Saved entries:
--- START ---
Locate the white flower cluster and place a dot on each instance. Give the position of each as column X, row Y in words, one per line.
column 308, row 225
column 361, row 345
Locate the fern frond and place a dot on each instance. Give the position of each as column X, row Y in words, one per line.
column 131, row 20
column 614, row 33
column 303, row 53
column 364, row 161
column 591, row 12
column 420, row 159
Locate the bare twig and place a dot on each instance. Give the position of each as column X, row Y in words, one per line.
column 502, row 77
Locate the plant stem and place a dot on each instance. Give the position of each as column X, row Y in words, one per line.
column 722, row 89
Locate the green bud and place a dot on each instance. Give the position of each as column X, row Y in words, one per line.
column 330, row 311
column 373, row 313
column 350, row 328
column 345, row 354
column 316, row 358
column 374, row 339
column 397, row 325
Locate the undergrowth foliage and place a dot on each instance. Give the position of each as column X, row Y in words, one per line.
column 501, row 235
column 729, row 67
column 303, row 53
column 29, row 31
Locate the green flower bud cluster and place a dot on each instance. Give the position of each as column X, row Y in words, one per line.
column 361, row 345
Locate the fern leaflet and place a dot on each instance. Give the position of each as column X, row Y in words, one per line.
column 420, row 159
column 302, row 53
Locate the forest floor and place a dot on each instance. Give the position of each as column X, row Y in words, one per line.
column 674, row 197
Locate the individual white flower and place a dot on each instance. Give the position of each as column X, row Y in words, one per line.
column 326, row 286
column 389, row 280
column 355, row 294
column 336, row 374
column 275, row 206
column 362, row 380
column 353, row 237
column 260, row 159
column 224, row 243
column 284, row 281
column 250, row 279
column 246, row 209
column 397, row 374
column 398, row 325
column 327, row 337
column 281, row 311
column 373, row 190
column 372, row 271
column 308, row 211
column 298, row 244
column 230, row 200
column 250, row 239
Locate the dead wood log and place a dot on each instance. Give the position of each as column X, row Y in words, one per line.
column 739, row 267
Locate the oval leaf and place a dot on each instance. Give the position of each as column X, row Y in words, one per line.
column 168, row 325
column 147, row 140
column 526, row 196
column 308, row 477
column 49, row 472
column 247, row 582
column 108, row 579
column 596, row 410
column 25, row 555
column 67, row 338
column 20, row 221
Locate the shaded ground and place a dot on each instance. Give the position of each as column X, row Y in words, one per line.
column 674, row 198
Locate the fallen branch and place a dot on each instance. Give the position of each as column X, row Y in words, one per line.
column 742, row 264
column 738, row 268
--- END ---
### TRY IT
Please retype, exactly as written, every line from the line containing "Locate the dead" through the last line of the records above, including both of those lines, and nothing else.

### SOLUTION FOR THIS EXERCISE
Locate the dead wood log and place a dot on each instance. Give the position of each as column X, row Y in words, one per line.
column 739, row 267
Locate the oval leaf and place a dot on each instance. Give the position of each as column X, row Y in words, one per line.
column 168, row 325
column 147, row 140
column 526, row 196
column 308, row 477
column 49, row 472
column 247, row 582
column 108, row 579
column 596, row 410
column 25, row 555
column 67, row 338
column 20, row 221
Locate the shaded ground and place a dot on each instance. Give the position of each as column X, row Y in words, one per line.
column 674, row 198
Locate the fallen branch and place a dot on each instance. Give the position of each as column X, row Y in words, one per line.
column 742, row 264
column 738, row 268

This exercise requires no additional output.